DATASET CONTENT —
——————

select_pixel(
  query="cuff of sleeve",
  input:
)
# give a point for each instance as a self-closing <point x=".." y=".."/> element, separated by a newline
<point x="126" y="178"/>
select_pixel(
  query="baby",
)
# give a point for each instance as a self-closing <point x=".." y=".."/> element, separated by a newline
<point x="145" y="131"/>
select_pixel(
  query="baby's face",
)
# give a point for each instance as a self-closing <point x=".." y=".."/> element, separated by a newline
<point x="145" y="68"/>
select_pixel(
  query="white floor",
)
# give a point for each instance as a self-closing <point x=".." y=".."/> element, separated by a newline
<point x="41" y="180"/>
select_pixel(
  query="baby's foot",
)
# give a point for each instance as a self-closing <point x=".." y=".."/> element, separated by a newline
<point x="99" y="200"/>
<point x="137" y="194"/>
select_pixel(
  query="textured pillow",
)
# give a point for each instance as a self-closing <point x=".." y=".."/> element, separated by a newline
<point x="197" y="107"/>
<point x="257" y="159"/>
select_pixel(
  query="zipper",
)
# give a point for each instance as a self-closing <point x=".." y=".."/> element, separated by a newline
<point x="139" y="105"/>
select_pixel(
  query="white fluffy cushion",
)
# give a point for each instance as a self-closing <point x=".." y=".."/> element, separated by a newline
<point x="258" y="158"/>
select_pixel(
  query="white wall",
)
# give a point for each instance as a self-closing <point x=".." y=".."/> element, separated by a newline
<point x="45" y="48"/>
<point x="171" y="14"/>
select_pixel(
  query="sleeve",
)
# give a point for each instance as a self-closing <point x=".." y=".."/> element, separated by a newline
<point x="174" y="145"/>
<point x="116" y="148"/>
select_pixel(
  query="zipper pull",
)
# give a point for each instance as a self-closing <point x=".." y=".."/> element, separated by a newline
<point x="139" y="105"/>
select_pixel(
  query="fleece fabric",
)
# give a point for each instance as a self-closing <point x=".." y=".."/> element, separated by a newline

——————

GIVEN REQUEST —
Report every line of the records above that contains the string "baby", copying each line in full. Treat the match as case-sensitive.

SOLUTION FOR THIS PROBLEM —
  query="baby",
  query="baby's face",
  query="baby's foot",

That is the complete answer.